Natural-language object grounding data
------

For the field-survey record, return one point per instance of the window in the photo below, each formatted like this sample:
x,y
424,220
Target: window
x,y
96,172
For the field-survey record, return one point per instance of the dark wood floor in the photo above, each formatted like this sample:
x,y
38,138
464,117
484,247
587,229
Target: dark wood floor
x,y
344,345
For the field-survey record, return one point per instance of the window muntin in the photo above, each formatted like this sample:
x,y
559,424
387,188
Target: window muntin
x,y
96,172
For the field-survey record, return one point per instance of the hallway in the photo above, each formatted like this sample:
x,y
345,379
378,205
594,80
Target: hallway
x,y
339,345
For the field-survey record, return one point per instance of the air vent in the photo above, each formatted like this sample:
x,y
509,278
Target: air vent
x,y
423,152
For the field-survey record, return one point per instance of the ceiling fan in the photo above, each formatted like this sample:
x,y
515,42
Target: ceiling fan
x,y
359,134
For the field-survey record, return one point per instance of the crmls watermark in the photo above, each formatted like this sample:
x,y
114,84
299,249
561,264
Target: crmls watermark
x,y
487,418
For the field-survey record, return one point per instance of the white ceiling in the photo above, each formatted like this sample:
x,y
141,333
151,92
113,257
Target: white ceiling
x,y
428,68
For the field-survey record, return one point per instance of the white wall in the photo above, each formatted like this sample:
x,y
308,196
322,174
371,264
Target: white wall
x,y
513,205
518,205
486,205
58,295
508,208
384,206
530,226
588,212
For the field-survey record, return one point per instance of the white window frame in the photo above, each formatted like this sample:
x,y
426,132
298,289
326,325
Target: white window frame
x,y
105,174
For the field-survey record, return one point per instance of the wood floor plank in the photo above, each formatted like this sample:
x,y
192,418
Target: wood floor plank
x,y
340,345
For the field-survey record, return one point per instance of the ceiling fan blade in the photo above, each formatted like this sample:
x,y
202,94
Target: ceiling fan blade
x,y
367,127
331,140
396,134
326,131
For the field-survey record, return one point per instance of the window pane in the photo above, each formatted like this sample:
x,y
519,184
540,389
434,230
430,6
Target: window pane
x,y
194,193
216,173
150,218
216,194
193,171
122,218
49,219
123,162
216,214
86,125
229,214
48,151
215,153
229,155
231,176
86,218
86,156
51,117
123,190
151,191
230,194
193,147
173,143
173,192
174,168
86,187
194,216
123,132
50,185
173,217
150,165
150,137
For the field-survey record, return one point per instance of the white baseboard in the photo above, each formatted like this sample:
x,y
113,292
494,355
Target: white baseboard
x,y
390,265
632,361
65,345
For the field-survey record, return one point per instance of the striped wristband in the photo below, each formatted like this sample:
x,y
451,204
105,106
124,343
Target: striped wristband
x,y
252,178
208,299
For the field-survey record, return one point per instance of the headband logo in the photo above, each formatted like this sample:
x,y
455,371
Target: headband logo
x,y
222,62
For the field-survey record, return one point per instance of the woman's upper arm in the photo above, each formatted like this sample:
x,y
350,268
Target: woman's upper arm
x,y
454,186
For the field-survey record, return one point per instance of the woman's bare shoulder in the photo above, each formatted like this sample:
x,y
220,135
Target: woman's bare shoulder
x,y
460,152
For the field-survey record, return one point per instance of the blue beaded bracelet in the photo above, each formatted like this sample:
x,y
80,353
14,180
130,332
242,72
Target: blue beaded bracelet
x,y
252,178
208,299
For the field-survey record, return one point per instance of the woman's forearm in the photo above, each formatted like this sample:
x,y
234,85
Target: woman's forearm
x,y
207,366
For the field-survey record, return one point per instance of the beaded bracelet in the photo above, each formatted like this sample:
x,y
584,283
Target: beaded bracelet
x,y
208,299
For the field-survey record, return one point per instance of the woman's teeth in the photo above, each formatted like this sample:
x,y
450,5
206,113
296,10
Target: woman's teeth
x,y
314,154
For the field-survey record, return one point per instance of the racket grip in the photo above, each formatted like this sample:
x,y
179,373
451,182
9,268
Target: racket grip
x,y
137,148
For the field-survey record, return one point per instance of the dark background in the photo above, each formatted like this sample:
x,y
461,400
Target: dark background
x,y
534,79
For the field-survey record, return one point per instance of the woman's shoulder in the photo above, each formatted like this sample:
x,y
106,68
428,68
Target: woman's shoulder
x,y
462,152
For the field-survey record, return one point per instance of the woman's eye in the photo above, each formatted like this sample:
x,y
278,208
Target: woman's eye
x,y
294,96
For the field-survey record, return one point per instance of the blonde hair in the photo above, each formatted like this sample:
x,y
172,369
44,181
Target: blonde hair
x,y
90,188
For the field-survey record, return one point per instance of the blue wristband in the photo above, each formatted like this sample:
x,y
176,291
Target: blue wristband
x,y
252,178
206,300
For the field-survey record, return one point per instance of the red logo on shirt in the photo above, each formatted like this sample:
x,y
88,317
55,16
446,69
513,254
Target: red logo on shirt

------

▶ [WORK REQUEST]:
Please report all lines in the entries where "below" appears.

▶ [PROBLEM SOLUTION]:
For the field-survey record, return one point per instance of the window in the photo below, each formatted like this sample:
For the field-survey record, return one point per instance of the striped wristband in the photo below, each formatted like this sample:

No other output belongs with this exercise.